Ce marché ne ressort pas d'un traité européen, mais d'une entente entre États souverains.
Alors, de quel droit la commission nous empêcherait-elle de le quitter ? Sous quel prétexte ?
Il s’agit pour l’institution que préside aujourd’hui Ursula von der Leyen de "garantir des conditions de concurrence équitables aux entreprises de l'UE, ainsi qu'un vaste choix et des prix justes aux consommateurs."
Le rôle de la commission n'est pas de faire respecter un traité qui n'existe pas. Elle agit dans le cadre de ses prérogatives, et des traités, authentiquement européens.
Bruxelles a donc autorisé les deux États ibériques à décrocher "temporairement" du système tarifaire européen, au prétexte que "le manque d'interconnexions de ces deux pays avec le reste de l'Union européenne pénalise leurs consommateurs".
La France ne peut invoquer ce précédent pour se retirer de ce marché de l'électricité. Elle est loin d'être déconnectée de ses partenaires !
La commission européenne, gardienne des traités... et de ses prérogatives
Les États européens peuvent signer entre eux tous les accords qu'ils veulent, la commission monte la garde. Elle veille aussi jalousement sur ses prérogatives.
Elle entend faire respecter formellement les règles de la concurrence... quitte à se mettre en porte-à-faux en éludant l'esprit de ces règles. Elle fait une lecture à la lettre des règles sensées mettre tout le monde sur un pied d'égalité. Elle ne tient pas compte des spécificités nationales, sauf dans le cas ibérique. En fait, la commission se fait mener par le bout du nez par les acteurs de ce marché de l'électricité qui n'a d'européen que le nom.

┄┄┄┄┄┄

**Objectif 1:**
Reproduisez le passage du texte sur le marché européen de l'électricité allant de « Alors, de quel » jusqu'à « ses partenaires ! » inclus.
**Objectif 2:**
D'après le texte sur le marché européen de l'électricité, que s'agit-il pour la commission de garantir ?
**Objectif 3:**
Poursuivez le texte sur le marché européen de l'électricité au-delà de sa dernière phrase.

[Lignes du jeu de données]
┄┄┄┄┄┄

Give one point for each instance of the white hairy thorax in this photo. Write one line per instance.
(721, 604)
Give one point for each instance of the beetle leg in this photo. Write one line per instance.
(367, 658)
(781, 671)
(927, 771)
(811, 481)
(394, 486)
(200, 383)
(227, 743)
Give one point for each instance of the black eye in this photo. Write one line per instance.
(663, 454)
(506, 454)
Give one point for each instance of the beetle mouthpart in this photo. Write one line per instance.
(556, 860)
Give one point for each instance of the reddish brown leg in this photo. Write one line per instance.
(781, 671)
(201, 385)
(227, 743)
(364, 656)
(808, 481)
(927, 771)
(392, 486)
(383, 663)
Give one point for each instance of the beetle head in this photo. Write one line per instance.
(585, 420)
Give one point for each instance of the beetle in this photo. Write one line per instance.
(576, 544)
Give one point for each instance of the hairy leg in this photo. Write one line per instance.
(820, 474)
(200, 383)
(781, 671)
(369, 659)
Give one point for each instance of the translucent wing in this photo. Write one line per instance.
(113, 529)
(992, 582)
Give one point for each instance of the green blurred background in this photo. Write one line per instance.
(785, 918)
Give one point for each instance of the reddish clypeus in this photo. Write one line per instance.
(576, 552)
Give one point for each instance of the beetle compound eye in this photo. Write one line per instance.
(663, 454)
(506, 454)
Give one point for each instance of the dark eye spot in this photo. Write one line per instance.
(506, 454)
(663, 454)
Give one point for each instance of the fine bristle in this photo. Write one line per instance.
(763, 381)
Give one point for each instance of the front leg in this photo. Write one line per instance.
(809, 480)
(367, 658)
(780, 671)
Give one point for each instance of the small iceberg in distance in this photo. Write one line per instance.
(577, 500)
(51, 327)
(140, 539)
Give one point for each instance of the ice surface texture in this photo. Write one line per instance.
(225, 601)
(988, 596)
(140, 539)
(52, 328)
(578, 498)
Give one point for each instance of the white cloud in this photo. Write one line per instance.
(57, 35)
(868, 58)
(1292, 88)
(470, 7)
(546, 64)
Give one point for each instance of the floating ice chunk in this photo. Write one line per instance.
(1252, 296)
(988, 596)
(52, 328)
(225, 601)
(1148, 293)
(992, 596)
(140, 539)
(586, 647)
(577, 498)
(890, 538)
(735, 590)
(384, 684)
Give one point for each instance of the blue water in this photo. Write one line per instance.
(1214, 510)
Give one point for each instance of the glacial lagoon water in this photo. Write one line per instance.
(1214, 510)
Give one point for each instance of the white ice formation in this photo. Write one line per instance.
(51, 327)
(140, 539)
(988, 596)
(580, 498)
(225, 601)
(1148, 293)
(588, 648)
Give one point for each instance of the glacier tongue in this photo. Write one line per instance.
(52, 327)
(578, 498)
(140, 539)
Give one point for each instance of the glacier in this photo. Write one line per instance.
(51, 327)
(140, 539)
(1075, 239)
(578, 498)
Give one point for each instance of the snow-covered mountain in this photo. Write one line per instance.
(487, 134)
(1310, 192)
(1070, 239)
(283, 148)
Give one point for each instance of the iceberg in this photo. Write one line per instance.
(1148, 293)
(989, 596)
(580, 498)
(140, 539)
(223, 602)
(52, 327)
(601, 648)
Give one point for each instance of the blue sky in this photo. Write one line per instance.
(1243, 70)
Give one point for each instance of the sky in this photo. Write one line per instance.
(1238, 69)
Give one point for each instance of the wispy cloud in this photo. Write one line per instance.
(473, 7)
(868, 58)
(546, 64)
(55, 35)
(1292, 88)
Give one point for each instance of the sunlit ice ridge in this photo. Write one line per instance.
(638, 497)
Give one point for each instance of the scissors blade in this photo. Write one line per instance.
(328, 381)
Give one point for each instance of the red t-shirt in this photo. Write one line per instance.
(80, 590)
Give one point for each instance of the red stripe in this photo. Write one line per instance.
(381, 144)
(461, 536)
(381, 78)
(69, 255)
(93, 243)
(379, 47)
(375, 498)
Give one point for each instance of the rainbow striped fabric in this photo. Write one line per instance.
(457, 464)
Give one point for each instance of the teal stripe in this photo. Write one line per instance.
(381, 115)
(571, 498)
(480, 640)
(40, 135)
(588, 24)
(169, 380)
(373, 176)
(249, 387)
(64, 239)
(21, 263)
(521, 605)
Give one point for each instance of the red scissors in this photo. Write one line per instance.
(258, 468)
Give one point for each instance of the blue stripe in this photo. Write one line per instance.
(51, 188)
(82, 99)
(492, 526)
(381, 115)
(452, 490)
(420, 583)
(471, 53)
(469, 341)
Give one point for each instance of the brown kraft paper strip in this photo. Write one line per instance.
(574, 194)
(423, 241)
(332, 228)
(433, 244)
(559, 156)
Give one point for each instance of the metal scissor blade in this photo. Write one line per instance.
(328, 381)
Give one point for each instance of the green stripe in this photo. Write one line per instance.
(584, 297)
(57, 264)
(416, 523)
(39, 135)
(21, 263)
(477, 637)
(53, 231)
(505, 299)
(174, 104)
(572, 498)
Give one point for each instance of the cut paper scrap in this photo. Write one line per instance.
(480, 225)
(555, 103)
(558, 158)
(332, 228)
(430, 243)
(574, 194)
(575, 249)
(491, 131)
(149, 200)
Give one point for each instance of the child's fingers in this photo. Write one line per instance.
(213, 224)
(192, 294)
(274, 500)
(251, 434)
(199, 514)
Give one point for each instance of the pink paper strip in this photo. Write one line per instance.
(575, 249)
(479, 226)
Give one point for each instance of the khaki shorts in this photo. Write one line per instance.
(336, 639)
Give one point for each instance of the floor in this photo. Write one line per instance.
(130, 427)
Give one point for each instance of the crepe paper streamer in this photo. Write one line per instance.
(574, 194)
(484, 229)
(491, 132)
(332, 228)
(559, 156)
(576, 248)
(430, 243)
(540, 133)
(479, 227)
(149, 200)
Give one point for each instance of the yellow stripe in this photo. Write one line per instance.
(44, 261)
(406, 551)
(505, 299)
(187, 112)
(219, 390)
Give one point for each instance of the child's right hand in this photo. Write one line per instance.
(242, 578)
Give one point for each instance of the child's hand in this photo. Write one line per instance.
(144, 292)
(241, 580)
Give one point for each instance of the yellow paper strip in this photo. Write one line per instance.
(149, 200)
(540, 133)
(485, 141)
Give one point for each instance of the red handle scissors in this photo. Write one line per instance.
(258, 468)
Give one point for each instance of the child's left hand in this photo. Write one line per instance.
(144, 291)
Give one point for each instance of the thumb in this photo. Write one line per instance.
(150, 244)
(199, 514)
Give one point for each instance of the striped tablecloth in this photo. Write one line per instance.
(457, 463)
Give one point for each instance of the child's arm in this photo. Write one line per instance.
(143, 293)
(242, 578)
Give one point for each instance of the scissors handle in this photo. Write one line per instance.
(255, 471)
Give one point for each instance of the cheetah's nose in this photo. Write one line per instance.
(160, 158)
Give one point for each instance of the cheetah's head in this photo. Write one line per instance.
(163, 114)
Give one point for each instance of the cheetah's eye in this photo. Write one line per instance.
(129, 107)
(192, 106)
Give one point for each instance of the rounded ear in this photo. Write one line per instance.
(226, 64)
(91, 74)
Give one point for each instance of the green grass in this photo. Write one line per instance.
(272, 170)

┄┄┄┄┄┄

**Corrigé 1:**
Alors, de quel droit la commission nous empêcherait-elle de le quitter ? Sous quel prétexte ?
Il s’agit pour l’institution que préside aujourd’hui Ursula von der Leyen de "garantir des conditions de concurrence équitables aux entreprises de l'UE, ainsi qu'un vaste choix et des prix justes aux consommateurs."
Le rôle de la commission n'est pas de faire respecter un traité qui n'existe pas. Elle agit dans le cadre de ses prérogatives, et des traités, authentiquement européens.
Bruxelles a donc autorisé les deux États ibériques à décrocher "temporairement" du système tarifaire européen, au prétexte que "le manque d'interconnexions de ces deux pays avec le reste de l'Union européenne pénalise leurs consommateurs".
La France ne peut invoquer ce précédent pour se retirer de ce marché de l'électricité. Elle est loin d'être déconnectée de ses partenaires !

**Corrigé 2:**
Des conditions de concurrence équitables aux entreprises de l'UE, ainsi qu'un vaste choix et des prix justes aux consommateurs.

**Corrigé 3:**
Ce marché est dans les mains des grands "lobbies" des États. Ils sont responsables de l'envolée folle des prix et de la spéculation. L'aveuglement de la commission fait des ravages. Son but est-il vraiment, comme elle le mentionne sur son site*, "d'assurer des conditions justes et équitables aux entreprises, tout en favorisant l'innovation, l'harmonisation des normes et le développement des petites et moyennes entreprises (PME)" ?
Pour beaucoup, c'est une plaisanterie.
"Depuis des mois, à cause de ce marché européen de l'électricité, les industriels et les artisans français se battent avec des factures faramineuses, non pas relevées de 10 ou 25% comme pour les particuliers, mais de 300 à 600%... !" s'étrangle Loïc Le Floch-Prigent, ingénieur, ancien président de Gaz de France et de la SNCF (propos relevés sur le figaro.fr).
Le prix de l'électricité a considérablement augmenté en Allemagne après le coup d'arrêt brutal des livraisons de gaz russe. Ce dernier servait aussi à fabriquer l'électricité qui fait tourner les entreprises allemandes. Les Français ont alors vu leurs factures considérablement s'alourdir en raison des pratiques de vente sur le marché européen de l'énergie ; la commission européenne a joué mécaniquement son rôle, au détriment de la France, en disant se porter garante « des conditions de concurrence équitables aux entreprises de l'UE" sur ce marché.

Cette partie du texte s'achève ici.